- _Travail demandé_: Transcrivez fidèlement le passage de l'extrait ci-dessous sur la galerie de mine, depuis « Nous quittons la » jusqu'à « points lumineux mouvants. ».

- _Extrait fourni_:
**********

Direction : bowette sud. Une porte d'aérage en empêche l'accès. Un mineur la tire avec peine ; l'air s'engouffre et nous frappe violemment le visage.

En route ! La bowette, d'abord large, se rétrécit, rava­gée en partie par l'explosion ; les fers de soutènement sont tordus, des berlines sont démolies, écrasées.

Nous quittons la bowette et empruntons un chemin ouvert dans une voie éboulée. Courbés, nous marchons à la queue leu leu. Des étais sont déjà cassés ; il faudra les remplacer ... Soudain une odeur insoutenable de chair putré­fiée : dans les éboulis, un cadavre, celui sans doute d'un conducteur de berlines ... Plus loin, un autre cadavre, celui d'un cheval qu'on n'a pu déplacer ; la voie avait dû être déviée sur la droite et le cadavre recouvert de pierres, de sacs de désinfectant ... Un peu plus loin, un énorme caillou s'est détaché du toit, la voie est quasi bouchée : à plat ventre, la lampe portée à bout de bras en avant, nous rampons pendant quelques mètres ... Et soudain, à nos pieds, le montage dans lequel l'incendie s'est déclaré. Avec, tout au fond, des points lumineux mouvants.

**********

- _Bloc de données_:

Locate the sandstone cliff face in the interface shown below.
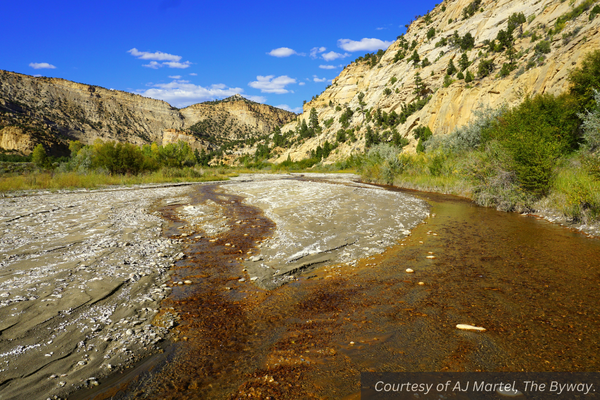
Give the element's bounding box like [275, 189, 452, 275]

**********

- _Réponse attendue_:
Nous quittons la bowette et empruntons un chemin ouvert dans une voie éboulée. Courbés, nous marchons à la queue leu leu. Des étais sont déjà cassés ; il faudra les remplacer ... Soudain une odeur insoutenable de chair putré­fiée : dans les éboulis, un cadavre, celui sans doute d'un conducteur de berlines ... Plus loin, un autre cadavre, celui d'un cheval qu'on n'a pu déplacer ; la voie avait dû être déviée sur la droite et le cadavre recouvert de pierres, de sacs de désinfectant ... Un peu plus loin, un énorme caillou s'est détaché du toit, la voie est quasi bouchée : à plat ventre, la lampe portée à bout de bras en avant, nous rampons pendant quelques mètres ... Et soudain, à nos pieds, le montage dans lequel l'incendie s'est déclaré. Avec, tout au fond, des points lumineux mouvants.